Problem details: Rewrite the lines of the listing below as a JSON list of strings, one string per line and leaving out blank lines. Cover only the lines from the one holding "to the blurred" through the end of the listing, inclusive.

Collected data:
'''

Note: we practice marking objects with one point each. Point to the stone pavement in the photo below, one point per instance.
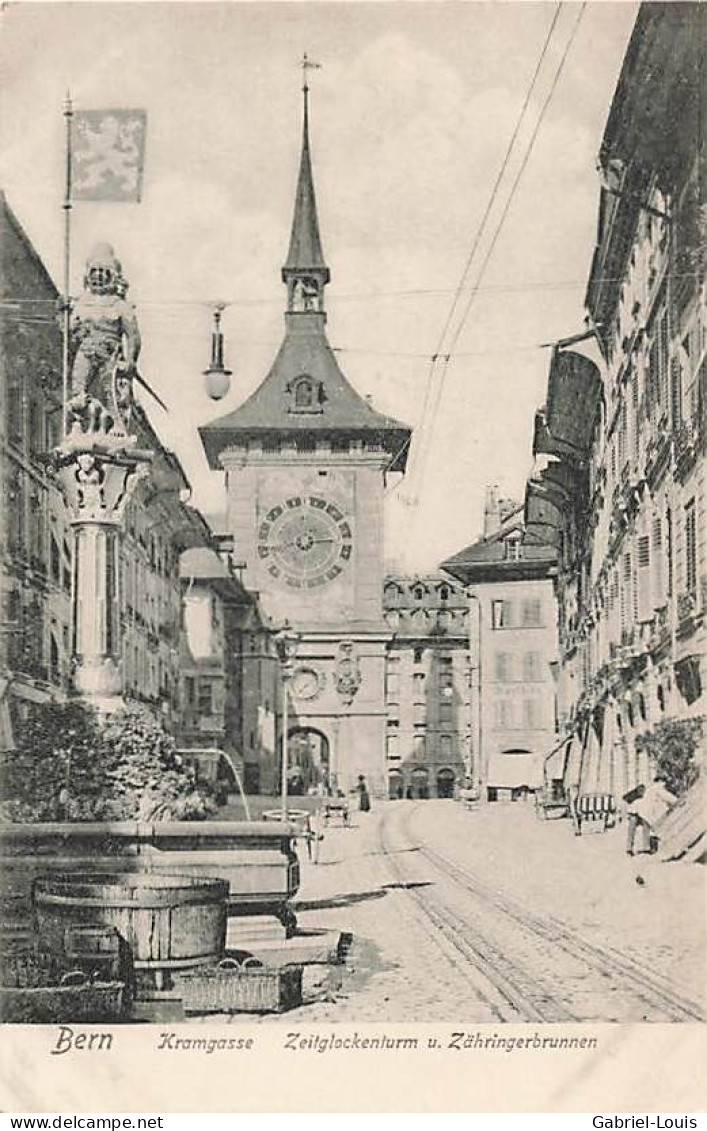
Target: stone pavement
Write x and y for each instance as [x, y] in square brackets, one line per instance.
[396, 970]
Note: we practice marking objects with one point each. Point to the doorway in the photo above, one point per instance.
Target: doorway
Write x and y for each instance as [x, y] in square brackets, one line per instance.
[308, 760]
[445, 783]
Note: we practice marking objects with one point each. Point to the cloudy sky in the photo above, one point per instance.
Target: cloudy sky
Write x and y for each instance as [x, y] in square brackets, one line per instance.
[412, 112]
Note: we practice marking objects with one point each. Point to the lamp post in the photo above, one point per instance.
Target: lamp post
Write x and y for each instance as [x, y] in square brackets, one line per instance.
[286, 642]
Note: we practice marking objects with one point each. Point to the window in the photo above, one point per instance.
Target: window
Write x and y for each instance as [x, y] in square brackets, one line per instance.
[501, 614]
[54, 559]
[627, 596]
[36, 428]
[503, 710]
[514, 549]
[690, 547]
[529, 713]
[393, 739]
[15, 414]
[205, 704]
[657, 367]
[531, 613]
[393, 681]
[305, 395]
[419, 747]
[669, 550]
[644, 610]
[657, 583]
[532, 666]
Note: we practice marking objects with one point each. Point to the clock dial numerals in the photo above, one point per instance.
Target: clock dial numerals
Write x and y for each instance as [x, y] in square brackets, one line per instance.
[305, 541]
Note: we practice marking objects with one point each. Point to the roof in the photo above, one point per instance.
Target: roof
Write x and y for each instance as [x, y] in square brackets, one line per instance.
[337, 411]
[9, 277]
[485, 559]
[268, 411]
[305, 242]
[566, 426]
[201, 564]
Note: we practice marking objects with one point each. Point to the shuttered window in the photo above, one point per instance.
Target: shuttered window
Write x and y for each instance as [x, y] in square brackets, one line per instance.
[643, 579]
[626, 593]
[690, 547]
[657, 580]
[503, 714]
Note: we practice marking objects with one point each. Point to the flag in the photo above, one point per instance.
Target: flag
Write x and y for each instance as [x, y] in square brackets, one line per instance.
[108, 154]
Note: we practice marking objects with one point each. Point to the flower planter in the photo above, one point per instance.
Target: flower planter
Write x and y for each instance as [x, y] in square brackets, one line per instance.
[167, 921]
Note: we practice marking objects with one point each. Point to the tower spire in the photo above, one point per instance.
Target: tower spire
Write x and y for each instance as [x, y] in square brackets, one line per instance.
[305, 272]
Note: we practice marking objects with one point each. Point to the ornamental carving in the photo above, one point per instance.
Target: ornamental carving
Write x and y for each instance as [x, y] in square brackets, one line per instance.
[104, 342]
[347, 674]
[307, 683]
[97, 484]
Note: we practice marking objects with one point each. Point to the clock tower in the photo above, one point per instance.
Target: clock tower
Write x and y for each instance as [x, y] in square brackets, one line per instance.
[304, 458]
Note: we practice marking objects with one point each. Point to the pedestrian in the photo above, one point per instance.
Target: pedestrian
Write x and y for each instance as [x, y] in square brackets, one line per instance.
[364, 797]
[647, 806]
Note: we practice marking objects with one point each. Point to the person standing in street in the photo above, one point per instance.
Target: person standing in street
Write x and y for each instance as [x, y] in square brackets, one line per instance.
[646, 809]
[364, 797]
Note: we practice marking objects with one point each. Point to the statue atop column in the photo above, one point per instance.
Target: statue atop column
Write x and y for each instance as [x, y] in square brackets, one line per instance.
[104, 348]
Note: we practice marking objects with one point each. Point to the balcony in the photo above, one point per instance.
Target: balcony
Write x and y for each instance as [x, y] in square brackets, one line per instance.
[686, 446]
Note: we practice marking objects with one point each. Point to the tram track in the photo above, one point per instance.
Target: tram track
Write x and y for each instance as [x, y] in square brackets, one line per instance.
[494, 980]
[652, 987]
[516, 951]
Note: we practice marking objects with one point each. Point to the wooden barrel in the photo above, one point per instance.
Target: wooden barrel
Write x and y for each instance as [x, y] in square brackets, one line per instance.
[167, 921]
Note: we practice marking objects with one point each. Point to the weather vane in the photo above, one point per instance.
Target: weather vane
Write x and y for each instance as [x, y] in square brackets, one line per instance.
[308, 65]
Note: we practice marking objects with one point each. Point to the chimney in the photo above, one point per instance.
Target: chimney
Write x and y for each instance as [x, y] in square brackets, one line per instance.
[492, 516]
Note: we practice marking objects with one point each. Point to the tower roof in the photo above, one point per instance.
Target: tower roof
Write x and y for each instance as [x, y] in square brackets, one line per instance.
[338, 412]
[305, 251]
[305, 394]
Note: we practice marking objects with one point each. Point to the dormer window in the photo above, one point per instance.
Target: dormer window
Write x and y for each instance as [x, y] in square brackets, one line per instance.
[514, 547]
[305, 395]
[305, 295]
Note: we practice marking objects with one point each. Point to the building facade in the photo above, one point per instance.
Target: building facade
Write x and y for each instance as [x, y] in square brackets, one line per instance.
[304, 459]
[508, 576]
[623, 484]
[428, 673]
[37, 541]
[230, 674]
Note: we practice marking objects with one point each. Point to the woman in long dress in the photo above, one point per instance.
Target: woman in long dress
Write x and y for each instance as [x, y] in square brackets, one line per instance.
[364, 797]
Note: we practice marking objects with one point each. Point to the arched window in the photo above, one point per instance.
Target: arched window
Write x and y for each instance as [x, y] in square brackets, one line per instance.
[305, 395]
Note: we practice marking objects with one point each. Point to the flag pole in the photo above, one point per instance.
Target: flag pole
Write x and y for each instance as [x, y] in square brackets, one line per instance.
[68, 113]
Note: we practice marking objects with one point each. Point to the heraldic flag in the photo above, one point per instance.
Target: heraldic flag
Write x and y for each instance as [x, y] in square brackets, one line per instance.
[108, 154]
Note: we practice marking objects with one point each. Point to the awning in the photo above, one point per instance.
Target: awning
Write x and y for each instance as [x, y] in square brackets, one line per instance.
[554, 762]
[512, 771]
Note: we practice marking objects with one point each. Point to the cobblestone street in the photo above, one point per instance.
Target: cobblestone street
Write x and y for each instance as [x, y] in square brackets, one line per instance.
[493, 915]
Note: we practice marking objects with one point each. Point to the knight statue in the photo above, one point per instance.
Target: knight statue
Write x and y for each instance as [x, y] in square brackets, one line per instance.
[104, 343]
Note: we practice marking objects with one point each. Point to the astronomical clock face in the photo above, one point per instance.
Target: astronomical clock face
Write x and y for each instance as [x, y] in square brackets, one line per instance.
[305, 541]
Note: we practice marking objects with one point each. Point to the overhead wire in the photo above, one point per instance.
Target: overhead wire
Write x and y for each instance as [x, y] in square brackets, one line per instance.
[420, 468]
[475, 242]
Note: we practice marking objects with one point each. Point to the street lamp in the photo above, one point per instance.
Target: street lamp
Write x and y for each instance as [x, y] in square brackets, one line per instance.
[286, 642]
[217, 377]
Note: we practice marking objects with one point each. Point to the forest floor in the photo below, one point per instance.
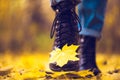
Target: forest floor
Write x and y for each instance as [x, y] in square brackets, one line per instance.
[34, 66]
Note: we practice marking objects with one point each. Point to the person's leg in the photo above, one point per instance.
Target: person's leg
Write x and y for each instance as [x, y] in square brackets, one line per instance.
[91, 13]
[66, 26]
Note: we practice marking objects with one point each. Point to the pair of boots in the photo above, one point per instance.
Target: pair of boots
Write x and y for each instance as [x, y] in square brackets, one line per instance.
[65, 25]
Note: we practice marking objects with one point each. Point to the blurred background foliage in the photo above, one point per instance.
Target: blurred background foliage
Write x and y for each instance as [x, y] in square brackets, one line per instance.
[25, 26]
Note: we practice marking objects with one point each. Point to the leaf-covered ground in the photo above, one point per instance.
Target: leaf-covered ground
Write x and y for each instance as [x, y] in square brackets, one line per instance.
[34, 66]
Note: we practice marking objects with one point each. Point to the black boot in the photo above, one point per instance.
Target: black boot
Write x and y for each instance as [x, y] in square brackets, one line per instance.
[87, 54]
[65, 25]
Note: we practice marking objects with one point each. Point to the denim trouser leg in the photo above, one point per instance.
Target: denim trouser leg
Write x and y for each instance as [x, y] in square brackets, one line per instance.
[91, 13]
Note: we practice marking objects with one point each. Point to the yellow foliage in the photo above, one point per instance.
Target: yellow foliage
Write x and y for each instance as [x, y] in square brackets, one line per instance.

'''

Solution for this problem:
[
  "Note: we practice marking objects with one point each. Point to the blurred background foliage in the photo above, one point per instance.",
  "Target: blurred background foliage",
  "Write x and y for each instance as [x, y] in square brackets, one line per instance.",
  "[25, 26]",
  "Note: we practice marking objects with one point each. Point to the leaf-covered ground in the photo above, one point per instance.",
  "Target: leaf-covered ground",
  "Write x and y for each instance as [x, y] in square brackets, one line per instance.",
  "[34, 66]",
  "Note: we practice marking objects with one point each. Point to the black boot in the photo above, one point per instance.",
  "Target: black boot",
  "Write x and y for each instance as [x, y] in square brackets, one line per instance.",
  "[87, 54]",
  "[65, 25]",
  "Note: we practice marking objects with one point each. Point to the denim trouser leg in the photo above, one point per instance.",
  "Target: denim trouser leg",
  "Write x and y for each instance as [x, y] in square brackets, one line per instance.",
  "[91, 13]",
  "Note: we practice marking objects with one point each. Point to the yellow foliage in the photo above, one point per instance.",
  "Target: yellow foliage",
  "Write x and y for each instance as [x, y] in square brackets, one line per instance."
]